▶ PASSAGE SHOWN:
start

The view has been part of Mohammed Ghaffar's life for 29 years, ever since he started work as a telephone operator at the hotel when it was opened by King Zahir Shah's prime minister on 2 September, 1969. In just under two weeks Ghaffar, now proud to be the front office manager, will mark the anniversary with a small prayer.
"It only seems fair," he said. "After all, the hotel and I have gone through a lot together."
However, the hotel shows its past in a way that Ghaffar, with his ready smile, creased brown skin, new turban and clean, pressed clothes, does not. Of the 300 rooms, less than a tenth are in working order and most of the windows, blown out by explosions, are covered in plastic sheeting. There is rarely more than a single guest.
And like an old woman who has not changed her wardrobe for 30 years, the hotel is like an apparition from another age. There can be few collectors of Seventies kitsch who would be prepared to trek this far, but if they did they would be richly rewarded.
The smoked glass globe lamps still hang above the plastic wood veneer tables in the Bamyan Brasserie - named after a nearby province that is currently the scene of heavy fighting. The swirls of the green and blue floral curtains still clash horrendously with the orange carpet in Le Cavalier lounge bar and the sign pointing the way to the defunct basement beauty salon, sauna and "businessman's center" is unchanged but for some scrawled graffiti reading: "Islamic Revolution, Long Live the Taliban". The only thing missing is the piped music.
Ghaffar remembers very different times. "When we opened we had a great big party", he said. "The hotel was absolutely packed. The ballroom was full to overflowing and there was drinking and dancing all night."
The hotel, Ghaffar said, was built by the American PanAm corporation and was known throughout central Asia as a place to have a good time.
"We had the Pamir roof-top restaurant with a swimming pool and a bar with Italian bar staff who knew how to make all the latest cocktails. We had a Sri Lankan jazz band up there playing every night until 2am and often the best bands from Russia or the Middle East would be hired for a week or so.
"The men would all wear suits and the women used to wear these miniskirts and they used to drink so much that sometimes we had to carry them back to their rooms."
Now, of course, things are very different in Kabul. The Taliban have banned all alcohol and ordered that women cover themselves from head to foot in the tent-like burqa when they leave their homes. Dancing and music are forbidden. Vicious police from the absurdly named Ministry for the Prevention of Vice and the Promotion of Virtue enforce the law with lashings, beatings and instant imprisonment.

end

▶ DATA ENTRIES:

start

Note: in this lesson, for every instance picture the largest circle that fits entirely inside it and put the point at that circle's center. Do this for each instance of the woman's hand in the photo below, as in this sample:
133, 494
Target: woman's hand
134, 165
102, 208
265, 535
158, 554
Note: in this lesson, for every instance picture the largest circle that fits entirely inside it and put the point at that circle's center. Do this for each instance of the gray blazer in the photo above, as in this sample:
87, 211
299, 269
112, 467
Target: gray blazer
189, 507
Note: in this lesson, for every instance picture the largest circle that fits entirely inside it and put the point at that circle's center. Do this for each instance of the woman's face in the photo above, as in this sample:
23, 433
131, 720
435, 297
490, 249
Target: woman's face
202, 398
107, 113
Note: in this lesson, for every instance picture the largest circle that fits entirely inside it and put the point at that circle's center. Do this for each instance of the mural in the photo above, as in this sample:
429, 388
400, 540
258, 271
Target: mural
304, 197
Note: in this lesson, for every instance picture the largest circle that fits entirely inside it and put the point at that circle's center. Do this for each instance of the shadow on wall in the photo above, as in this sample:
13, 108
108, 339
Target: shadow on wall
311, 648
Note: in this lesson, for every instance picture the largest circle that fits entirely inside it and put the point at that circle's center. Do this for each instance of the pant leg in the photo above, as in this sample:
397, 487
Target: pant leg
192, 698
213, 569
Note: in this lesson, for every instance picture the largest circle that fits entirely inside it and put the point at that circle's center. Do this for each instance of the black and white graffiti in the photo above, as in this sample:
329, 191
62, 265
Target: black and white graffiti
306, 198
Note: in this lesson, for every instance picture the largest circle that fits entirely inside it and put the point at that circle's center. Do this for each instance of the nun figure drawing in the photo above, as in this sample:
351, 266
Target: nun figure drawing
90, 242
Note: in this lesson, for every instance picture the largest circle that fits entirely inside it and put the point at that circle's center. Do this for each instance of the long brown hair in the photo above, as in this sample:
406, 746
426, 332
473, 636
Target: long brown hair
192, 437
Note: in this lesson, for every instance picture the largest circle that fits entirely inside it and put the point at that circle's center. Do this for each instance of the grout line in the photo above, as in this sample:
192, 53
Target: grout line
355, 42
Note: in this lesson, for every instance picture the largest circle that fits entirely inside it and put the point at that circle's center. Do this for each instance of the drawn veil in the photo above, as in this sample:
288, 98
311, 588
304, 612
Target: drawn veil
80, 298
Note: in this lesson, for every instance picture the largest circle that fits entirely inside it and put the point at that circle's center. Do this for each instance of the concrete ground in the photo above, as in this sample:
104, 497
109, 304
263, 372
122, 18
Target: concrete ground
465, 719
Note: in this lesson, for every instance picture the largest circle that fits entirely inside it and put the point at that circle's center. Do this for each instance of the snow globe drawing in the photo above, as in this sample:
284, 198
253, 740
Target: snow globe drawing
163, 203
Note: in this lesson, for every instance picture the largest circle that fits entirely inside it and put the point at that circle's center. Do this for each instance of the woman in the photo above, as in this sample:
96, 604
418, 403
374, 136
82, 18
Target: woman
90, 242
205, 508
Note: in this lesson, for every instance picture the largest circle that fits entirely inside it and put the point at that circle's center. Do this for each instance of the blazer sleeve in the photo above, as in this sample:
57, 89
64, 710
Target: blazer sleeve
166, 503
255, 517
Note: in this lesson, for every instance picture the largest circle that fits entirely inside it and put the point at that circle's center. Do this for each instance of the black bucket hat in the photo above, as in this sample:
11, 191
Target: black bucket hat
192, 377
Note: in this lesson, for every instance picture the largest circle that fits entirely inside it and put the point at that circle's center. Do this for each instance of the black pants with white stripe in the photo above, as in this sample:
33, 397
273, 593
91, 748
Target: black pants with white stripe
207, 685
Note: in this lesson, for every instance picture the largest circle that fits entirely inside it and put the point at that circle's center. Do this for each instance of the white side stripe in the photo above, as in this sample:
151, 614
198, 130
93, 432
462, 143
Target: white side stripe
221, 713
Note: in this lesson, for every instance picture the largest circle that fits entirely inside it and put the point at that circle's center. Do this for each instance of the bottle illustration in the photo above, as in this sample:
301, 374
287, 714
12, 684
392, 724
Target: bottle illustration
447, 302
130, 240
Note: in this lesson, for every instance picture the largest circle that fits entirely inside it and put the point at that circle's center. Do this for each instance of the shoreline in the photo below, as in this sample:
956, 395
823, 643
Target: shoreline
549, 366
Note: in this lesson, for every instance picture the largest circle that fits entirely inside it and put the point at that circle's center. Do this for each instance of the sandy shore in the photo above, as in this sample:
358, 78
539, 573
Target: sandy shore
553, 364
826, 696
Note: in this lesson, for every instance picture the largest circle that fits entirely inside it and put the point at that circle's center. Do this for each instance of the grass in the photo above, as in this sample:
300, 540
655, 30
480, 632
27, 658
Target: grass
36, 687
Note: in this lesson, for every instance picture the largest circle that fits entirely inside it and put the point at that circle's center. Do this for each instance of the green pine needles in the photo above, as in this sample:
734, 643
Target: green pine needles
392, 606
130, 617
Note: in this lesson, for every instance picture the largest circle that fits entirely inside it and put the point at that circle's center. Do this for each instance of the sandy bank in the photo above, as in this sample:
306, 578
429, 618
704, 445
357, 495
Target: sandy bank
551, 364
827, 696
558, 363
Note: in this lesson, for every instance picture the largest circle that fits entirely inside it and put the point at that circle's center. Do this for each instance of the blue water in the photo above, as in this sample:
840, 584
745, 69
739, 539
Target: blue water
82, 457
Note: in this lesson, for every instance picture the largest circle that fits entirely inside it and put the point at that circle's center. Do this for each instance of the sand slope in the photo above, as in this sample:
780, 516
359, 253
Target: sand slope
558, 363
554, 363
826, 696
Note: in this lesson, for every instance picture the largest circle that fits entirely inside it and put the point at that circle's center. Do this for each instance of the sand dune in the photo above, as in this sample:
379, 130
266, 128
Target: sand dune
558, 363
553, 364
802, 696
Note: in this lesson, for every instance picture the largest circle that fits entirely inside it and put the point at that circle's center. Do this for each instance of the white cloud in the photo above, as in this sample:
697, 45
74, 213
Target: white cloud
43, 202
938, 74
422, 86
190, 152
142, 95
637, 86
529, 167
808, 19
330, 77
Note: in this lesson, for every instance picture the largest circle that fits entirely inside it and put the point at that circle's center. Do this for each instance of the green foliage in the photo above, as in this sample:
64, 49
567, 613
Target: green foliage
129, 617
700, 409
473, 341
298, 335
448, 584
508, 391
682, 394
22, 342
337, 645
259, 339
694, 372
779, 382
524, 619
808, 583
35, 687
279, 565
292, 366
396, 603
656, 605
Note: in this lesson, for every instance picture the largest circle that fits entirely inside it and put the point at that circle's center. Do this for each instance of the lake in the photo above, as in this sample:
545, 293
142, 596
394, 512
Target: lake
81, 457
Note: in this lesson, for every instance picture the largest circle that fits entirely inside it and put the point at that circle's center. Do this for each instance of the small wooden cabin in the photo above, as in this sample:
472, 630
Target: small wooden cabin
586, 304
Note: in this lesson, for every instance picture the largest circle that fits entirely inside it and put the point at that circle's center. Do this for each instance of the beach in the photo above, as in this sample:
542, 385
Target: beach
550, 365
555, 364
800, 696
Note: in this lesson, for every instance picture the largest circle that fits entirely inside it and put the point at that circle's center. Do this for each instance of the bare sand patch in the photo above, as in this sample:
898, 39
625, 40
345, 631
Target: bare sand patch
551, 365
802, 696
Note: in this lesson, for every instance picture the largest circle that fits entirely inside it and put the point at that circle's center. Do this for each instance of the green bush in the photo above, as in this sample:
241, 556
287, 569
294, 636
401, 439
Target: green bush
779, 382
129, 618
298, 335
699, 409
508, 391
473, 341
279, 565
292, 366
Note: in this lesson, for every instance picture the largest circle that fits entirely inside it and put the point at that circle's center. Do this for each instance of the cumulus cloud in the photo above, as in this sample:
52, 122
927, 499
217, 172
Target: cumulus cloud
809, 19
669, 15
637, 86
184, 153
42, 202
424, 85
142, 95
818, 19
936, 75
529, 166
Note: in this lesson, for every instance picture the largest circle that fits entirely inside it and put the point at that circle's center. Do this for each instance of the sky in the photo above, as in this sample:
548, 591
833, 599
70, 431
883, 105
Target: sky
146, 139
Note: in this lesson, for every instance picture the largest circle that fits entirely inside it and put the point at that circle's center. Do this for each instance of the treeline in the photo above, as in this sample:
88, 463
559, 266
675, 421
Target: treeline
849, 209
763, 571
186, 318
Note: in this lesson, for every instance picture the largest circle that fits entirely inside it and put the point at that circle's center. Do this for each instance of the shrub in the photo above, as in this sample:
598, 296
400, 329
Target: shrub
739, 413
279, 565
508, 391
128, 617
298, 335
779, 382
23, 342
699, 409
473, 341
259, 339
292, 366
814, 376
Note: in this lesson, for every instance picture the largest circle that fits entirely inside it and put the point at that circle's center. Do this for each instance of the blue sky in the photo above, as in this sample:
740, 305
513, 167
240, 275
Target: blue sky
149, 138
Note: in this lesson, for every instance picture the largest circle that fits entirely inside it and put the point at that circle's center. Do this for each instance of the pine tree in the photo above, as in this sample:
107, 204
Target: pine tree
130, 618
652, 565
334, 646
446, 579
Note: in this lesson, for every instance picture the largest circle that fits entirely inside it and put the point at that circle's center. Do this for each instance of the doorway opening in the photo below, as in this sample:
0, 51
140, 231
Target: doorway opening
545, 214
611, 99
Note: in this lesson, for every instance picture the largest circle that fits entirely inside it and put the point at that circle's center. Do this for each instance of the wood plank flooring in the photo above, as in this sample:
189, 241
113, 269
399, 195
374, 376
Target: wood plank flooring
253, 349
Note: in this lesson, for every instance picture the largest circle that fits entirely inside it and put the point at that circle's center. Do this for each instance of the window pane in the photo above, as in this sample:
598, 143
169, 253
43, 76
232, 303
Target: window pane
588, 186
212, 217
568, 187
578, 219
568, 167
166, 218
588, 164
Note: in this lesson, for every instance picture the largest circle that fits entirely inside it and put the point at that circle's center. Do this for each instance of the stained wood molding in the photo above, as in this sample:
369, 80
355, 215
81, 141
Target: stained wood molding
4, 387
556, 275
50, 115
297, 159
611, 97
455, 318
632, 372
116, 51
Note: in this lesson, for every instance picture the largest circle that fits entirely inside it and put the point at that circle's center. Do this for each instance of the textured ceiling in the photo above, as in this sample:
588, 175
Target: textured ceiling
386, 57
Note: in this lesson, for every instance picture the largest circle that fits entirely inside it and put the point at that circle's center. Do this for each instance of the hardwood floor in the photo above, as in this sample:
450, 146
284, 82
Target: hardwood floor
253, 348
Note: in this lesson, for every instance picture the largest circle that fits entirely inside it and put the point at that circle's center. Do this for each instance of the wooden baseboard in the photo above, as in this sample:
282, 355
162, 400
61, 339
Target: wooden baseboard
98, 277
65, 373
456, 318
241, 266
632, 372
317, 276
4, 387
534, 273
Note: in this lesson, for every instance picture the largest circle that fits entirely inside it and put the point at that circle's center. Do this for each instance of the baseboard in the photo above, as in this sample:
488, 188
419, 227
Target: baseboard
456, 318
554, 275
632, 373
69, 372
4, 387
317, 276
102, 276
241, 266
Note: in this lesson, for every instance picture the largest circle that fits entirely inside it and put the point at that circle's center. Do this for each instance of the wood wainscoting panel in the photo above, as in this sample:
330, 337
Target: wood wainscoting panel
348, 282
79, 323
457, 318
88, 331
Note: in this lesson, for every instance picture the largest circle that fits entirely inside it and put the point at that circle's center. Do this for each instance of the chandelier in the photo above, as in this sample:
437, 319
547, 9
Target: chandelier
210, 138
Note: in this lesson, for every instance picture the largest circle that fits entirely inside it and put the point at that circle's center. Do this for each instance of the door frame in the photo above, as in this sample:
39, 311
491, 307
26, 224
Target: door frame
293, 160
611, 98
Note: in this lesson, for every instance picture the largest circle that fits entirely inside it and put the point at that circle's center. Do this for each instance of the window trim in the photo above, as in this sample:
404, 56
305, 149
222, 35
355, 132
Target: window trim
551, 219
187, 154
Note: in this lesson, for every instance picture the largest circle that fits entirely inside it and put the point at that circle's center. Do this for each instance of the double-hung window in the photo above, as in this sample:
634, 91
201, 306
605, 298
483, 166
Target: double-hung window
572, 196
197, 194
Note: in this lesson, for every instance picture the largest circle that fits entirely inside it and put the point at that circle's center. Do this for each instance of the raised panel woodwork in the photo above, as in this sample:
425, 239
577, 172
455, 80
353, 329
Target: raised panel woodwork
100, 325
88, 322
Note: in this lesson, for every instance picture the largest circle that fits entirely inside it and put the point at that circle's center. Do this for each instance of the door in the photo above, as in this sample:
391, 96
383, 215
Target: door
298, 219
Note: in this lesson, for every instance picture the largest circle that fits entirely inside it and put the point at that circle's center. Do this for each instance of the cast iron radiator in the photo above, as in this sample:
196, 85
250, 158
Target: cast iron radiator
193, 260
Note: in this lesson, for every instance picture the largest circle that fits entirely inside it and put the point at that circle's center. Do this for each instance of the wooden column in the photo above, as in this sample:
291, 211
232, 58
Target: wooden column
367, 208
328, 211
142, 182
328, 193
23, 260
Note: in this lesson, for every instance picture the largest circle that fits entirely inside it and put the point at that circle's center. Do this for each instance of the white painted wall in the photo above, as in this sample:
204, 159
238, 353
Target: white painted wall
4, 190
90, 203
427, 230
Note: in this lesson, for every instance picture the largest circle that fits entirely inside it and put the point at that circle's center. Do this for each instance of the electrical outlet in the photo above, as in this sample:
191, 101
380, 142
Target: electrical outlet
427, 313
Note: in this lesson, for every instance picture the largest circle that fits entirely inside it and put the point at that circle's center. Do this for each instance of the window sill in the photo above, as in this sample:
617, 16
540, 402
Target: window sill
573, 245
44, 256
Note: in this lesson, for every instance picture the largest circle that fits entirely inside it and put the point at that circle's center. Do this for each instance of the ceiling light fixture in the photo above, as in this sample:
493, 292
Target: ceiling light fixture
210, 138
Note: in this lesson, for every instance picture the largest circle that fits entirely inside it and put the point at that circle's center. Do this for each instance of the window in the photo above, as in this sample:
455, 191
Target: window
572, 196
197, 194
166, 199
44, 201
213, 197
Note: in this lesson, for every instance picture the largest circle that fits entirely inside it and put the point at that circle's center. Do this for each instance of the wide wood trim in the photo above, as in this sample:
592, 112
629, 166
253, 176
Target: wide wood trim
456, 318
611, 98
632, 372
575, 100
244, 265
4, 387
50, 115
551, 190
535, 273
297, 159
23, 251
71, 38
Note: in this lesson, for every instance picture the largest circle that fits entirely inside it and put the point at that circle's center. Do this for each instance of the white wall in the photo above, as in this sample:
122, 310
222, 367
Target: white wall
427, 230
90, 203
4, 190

end

▶ THINGS TO DO:
1) Answer these from the hotel article:
(a) How many rooms does the hotel have?
(b) According to Ghaffar, who built the hotel?
(c) What was the name of the roof-top restaurant?
2) Report how many lines in the rows contain the string "opening". Give only the number.

▶ EXPECTED OUTPUTS:
1)
(a) 300
(b) The American PanAm corporation
(c) The Pamir

2) 2